• _STATED TASK_: Please repeat every one of the records below word for word, leaving out the pictures.

• _RECORDED INFORMATION_:
^^^^^^^^^^^^^^^^
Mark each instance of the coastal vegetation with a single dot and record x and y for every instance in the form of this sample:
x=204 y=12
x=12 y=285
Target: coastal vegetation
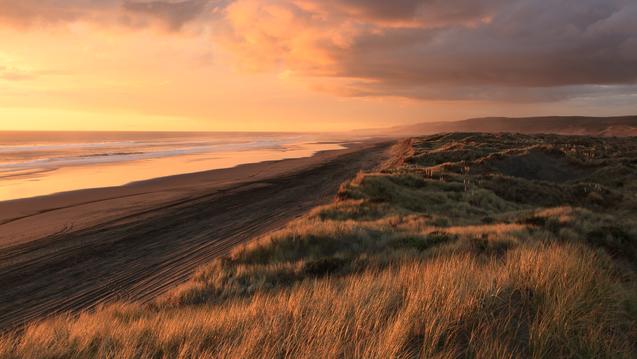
x=461 y=245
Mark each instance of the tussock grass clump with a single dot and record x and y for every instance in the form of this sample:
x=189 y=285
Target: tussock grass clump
^^^^^^^^^^^^^^^^
• _EXERCISE RESULT_:
Mark each instance of the coastal vegetation with a single dot and record x and y for every instance in the form of this sample:
x=204 y=12
x=12 y=285
Target: coastal vegetation
x=461 y=245
Mark each instance of the tussock grass clump with a single dot and record x and y for every instance in the form of this sample:
x=189 y=285
Target: tussock grass clump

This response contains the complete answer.